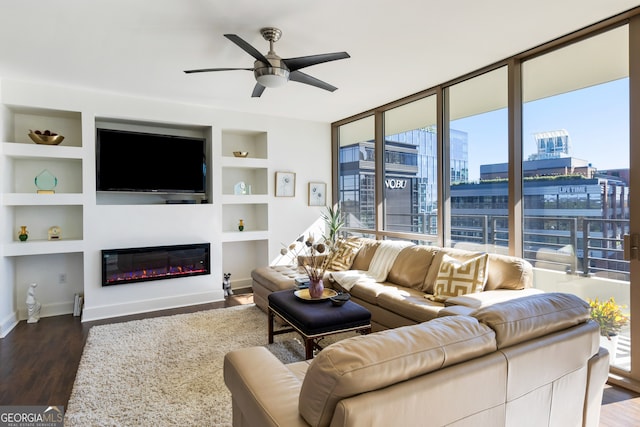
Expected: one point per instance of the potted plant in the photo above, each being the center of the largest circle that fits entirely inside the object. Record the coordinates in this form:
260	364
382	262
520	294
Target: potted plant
609	315
334	221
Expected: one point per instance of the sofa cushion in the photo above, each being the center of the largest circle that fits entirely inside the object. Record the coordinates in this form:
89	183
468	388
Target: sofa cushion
364	363
344	254
505	272
411	266
409	303
508	272
365	254
460	277
522	319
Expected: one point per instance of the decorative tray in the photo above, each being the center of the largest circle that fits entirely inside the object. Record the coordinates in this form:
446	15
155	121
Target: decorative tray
303	294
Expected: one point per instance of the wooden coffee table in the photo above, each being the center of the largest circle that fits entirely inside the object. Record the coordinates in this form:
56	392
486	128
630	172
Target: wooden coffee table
315	319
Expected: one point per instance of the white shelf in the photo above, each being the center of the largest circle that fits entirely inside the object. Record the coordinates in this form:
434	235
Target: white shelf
34	151
248	199
244	236
244	162
43	247
34	199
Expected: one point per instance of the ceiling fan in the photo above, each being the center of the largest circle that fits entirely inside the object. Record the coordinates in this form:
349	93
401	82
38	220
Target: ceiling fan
272	71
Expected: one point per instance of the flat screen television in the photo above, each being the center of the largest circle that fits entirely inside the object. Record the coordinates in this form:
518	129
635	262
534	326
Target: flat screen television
145	162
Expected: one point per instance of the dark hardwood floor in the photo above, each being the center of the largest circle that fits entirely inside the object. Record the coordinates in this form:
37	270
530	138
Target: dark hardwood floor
38	363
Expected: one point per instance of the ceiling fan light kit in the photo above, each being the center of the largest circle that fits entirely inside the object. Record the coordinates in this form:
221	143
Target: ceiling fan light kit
272	71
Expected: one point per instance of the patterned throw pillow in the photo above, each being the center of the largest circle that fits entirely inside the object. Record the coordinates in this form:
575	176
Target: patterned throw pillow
459	278
344	254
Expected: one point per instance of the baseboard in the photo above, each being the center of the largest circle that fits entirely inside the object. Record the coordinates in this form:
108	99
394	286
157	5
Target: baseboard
136	307
8	323
49	310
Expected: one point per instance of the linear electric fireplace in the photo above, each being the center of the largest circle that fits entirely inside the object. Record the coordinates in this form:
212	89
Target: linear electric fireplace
120	266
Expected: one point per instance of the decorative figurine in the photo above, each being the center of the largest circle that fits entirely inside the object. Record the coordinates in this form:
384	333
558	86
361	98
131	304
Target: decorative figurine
55	233
46	182
23	234
33	305
226	285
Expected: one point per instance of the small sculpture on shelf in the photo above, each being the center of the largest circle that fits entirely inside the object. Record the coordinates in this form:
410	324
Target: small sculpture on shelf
23	234
46	182
55	233
226	285
241	188
33	305
47	137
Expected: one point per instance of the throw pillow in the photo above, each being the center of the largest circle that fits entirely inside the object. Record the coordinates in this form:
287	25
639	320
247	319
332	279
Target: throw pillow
459	278
344	254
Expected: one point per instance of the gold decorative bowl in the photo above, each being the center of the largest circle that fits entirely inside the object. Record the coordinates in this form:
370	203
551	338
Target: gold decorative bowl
45	139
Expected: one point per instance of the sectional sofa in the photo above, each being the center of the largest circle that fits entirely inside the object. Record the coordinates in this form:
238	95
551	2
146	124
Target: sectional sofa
530	361
404	284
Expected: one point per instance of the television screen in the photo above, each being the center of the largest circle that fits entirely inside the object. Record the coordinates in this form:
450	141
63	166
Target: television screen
144	162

§ **THE EXERCISE**
Rewrite every one of the rows above as a JSON list of strings, one string per line, with blank lines omitted. Leave the pictures out of your answer.

§ **THE ANSWER**
[
  "Expected: one point per instance of the potted plant in the photo above, each being the center of the largest circle that fits entirely inside the object. Record the coordinates in this form:",
  "260\t364",
  "382\t262",
  "520\t294",
  "Target: potted plant",
  "609\t315",
  "334\t221",
  "Expected: one point per instance of the sofa cushion in the photo above, each being the center of the largest circle that fits entirely inside the object. Record the coordinates in this form:",
  "89\t183",
  "468\t388",
  "Target: sofa cushion",
  "364\t363",
  "344\t254",
  "505\t272",
  "411\t266",
  "409\t303",
  "508\t272",
  "365\t254",
  "460\t277",
  "522\t319",
  "Expected: one point per instance of the decorative tray in the photo above, each being the center of the largest circle that fits entirely inside the object. Record the coordinates in this form:",
  "446\t15",
  "155\t121",
  "Target: decorative tray",
  "303\t294",
  "Expected: one point per instance of the wooden coffee table in the photo above, each being the center of the largest circle that fits entirely inside the object. Record the coordinates in this form:",
  "56\t392",
  "486\t128",
  "630\t172",
  "Target: wooden coffee table",
  "315\t319",
  "Expected: one point per instance of the white shelf in the photo above, each being the center of the largest circle that fits entirely inside the object. Record the coordinates in this form:",
  "434\t235",
  "Target: white shelf",
  "34\t151",
  "248\t199",
  "244\t236",
  "244\t162",
  "43\t247",
  "34\t199",
  "Expected: one point per instance of the ceiling fan in the photo above, each being the center of the largest circle that fits entirely inside the object. Record the coordinates in this form:",
  "349\t93",
  "401\t82",
  "38\t220",
  "Target: ceiling fan",
  "272\t71",
  "Expected: one point per instance of the flat screen television in the photo above, each being the center of the largest circle that fits entirely inside the object. Record the coordinates in this form:",
  "518\t129",
  "635\t262",
  "534\t326",
  "Target: flat screen television",
  "145\t162",
  "Expected: one point per instance of the dark hardwood floor in the photo above, each being the center of the largest circle that fits entirely inside the object. Record the coordinates in this form:",
  "37\t270",
  "530\t138",
  "Target: dark hardwood floor",
  "38\t363",
  "Expected: one point per instance of the ceiling fan light kit in the photo above, each being the center of the largest circle that fits entirely inside the object. Record the coordinates in this form:",
  "221\t143",
  "Target: ceiling fan light kit",
  "272\t71",
  "Expected: one point per instance of the patterned throw pillow in the photo above, each being the center of the largest circle that fits entirely inside the object. Record the coordinates in this form:",
  "575\t176",
  "Target: patterned throw pillow",
  "459\t278",
  "344\t254",
  "Expected: one point per instance of the baseboard in the photo above, each being the center of the largest circle that fits entirely inside the object. Record the coordinates in this form:",
  "108\t99",
  "394\t286",
  "157\t5",
  "Target: baseboard",
  "136\t307",
  "8\t323",
  "49\t310",
  "Expected: one point per instance of the linear electric fireplace in the photo above, each being the center of the largest circle that fits entirely inside the object. Record the coordinates in this form:",
  "212\t89",
  "Target: linear electric fireplace",
  "120\t266",
  "Expected: one point per instance of the decorative figurine in the photo above, each being the center of the largest circle that fits entirely inside the object. Record the coordinates in this form:",
  "384\t333",
  "558\t86",
  "361\t98",
  "131\t304",
  "Target: decorative figurine",
  "55\t233",
  "46\t182",
  "23\t234",
  "33\t305",
  "226\t285",
  "Expected: one point per instance of the small sculpture on shelf in the photo above, each being the center of the largest circle that fits entirely inside the object. Record the coordinates in this form:",
  "410\t324",
  "Target: small sculpture on shelf",
  "23\t234",
  "46\t182",
  "55\t233",
  "226\t285",
  "241\t188",
  "33\t305",
  "47\t137",
  "Expected: one point per instance of the throw pillow in the photo above, each being the center of the largest circle that fits entirely inside the object. Record the coordinates in this form:",
  "287\t25",
  "639\t320",
  "247\t319",
  "332\t279",
  "Target: throw pillow",
  "459\t278",
  "344\t254",
  "Expected: one point per instance of the gold decorative bowl in the photo above, each being the center of the largest circle that fits entirely inside the object. Record the coordinates in this form:",
  "370\t203",
  "551\t338",
  "Target: gold decorative bowl",
  "45\t139",
  "Expected: one point per instance of the sectional sofa in the photo above, each being the center of the largest circle that fits entirely inside the object. Record the coordinates in this form:",
  "238\t95",
  "551\t2",
  "146\t124",
  "Target: sectional sofa",
  "530\t361",
  "404\t284",
  "Expected: one point per instance of the television screen in the photo above, each being the center of the largest circle that fits entirely inside the object. Record the coordinates in this form:",
  "450\t141",
  "63\t166",
  "Target: television screen",
  "144\t162"
]